[start of Provided information]

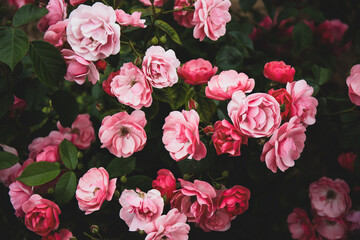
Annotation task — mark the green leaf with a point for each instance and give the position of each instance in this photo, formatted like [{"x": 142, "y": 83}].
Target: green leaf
[
  {"x": 65, "y": 188},
  {"x": 169, "y": 30},
  {"x": 39, "y": 173},
  {"x": 13, "y": 46},
  {"x": 68, "y": 153},
  {"x": 66, "y": 106},
  {"x": 28, "y": 13},
  {"x": 121, "y": 166},
  {"x": 48, "y": 63},
  {"x": 7, "y": 160}
]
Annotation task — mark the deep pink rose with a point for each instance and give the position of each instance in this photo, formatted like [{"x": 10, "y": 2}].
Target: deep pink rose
[
  {"x": 140, "y": 208},
  {"x": 165, "y": 183},
  {"x": 227, "y": 139},
  {"x": 257, "y": 115},
  {"x": 222, "y": 86},
  {"x": 159, "y": 67},
  {"x": 131, "y": 87},
  {"x": 300, "y": 225},
  {"x": 284, "y": 146},
  {"x": 195, "y": 200},
  {"x": 92, "y": 31},
  {"x": 181, "y": 135},
  {"x": 303, "y": 104},
  {"x": 210, "y": 18},
  {"x": 279, "y": 72},
  {"x": 330, "y": 198},
  {"x": 123, "y": 134},
  {"x": 170, "y": 226},
  {"x": 93, "y": 188},
  {"x": 41, "y": 215}
]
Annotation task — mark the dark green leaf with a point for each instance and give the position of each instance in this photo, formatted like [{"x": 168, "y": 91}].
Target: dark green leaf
[
  {"x": 13, "y": 46},
  {"x": 39, "y": 173}
]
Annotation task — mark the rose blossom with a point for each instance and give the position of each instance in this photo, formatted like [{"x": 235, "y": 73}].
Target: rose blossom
[
  {"x": 165, "y": 183},
  {"x": 284, "y": 146},
  {"x": 257, "y": 115},
  {"x": 300, "y": 225},
  {"x": 170, "y": 226},
  {"x": 92, "y": 32},
  {"x": 227, "y": 139},
  {"x": 330, "y": 198},
  {"x": 222, "y": 86},
  {"x": 159, "y": 67},
  {"x": 131, "y": 87},
  {"x": 210, "y": 18},
  {"x": 41, "y": 215},
  {"x": 140, "y": 208},
  {"x": 181, "y": 135},
  {"x": 123, "y": 134},
  {"x": 196, "y": 71},
  {"x": 93, "y": 188},
  {"x": 303, "y": 104}
]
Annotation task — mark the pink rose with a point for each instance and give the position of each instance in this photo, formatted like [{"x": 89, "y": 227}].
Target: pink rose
[
  {"x": 165, "y": 183},
  {"x": 196, "y": 71},
  {"x": 159, "y": 67},
  {"x": 181, "y": 135},
  {"x": 56, "y": 33},
  {"x": 300, "y": 225},
  {"x": 279, "y": 72},
  {"x": 123, "y": 134},
  {"x": 227, "y": 139},
  {"x": 183, "y": 18},
  {"x": 170, "y": 226},
  {"x": 92, "y": 32},
  {"x": 41, "y": 215},
  {"x": 222, "y": 86},
  {"x": 195, "y": 200},
  {"x": 140, "y": 208},
  {"x": 330, "y": 198},
  {"x": 257, "y": 115},
  {"x": 78, "y": 68},
  {"x": 93, "y": 188},
  {"x": 210, "y": 18},
  {"x": 131, "y": 87},
  {"x": 303, "y": 105},
  {"x": 284, "y": 146}
]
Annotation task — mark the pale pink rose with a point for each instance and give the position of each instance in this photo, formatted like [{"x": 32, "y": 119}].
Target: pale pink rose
[
  {"x": 181, "y": 135},
  {"x": 123, "y": 134},
  {"x": 257, "y": 115},
  {"x": 170, "y": 226},
  {"x": 330, "y": 198},
  {"x": 210, "y": 18},
  {"x": 183, "y": 18},
  {"x": 159, "y": 67},
  {"x": 300, "y": 225},
  {"x": 331, "y": 229},
  {"x": 56, "y": 33},
  {"x": 140, "y": 208},
  {"x": 133, "y": 20},
  {"x": 195, "y": 200},
  {"x": 41, "y": 215},
  {"x": 303, "y": 104},
  {"x": 57, "y": 12},
  {"x": 222, "y": 86},
  {"x": 92, "y": 31},
  {"x": 93, "y": 188},
  {"x": 131, "y": 87},
  {"x": 196, "y": 71},
  {"x": 81, "y": 131},
  {"x": 78, "y": 68},
  {"x": 284, "y": 146}
]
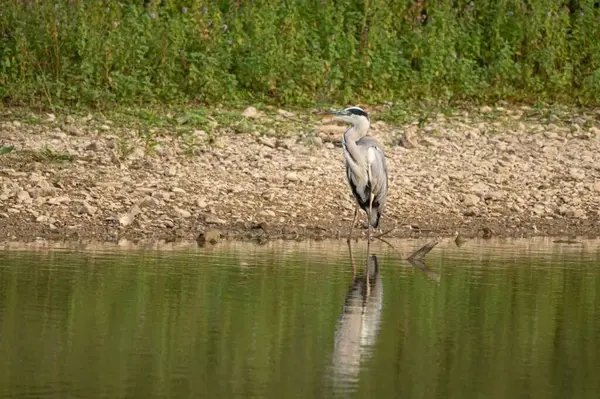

[end of Provided information]

Which lines of the items above contain the word "green"? Gather every one of them and copy each line in full.

Annotation task — mark the green leaf with a point for each instance and give the position of each instance in this photo, formatted like [{"x": 142, "y": 83}].
Target: green leaf
Annotation task — mark the dark green leaf with a point for each instance and give the position of each instance in this photo, formatted like [{"x": 168, "y": 91}].
Target: dark green leaf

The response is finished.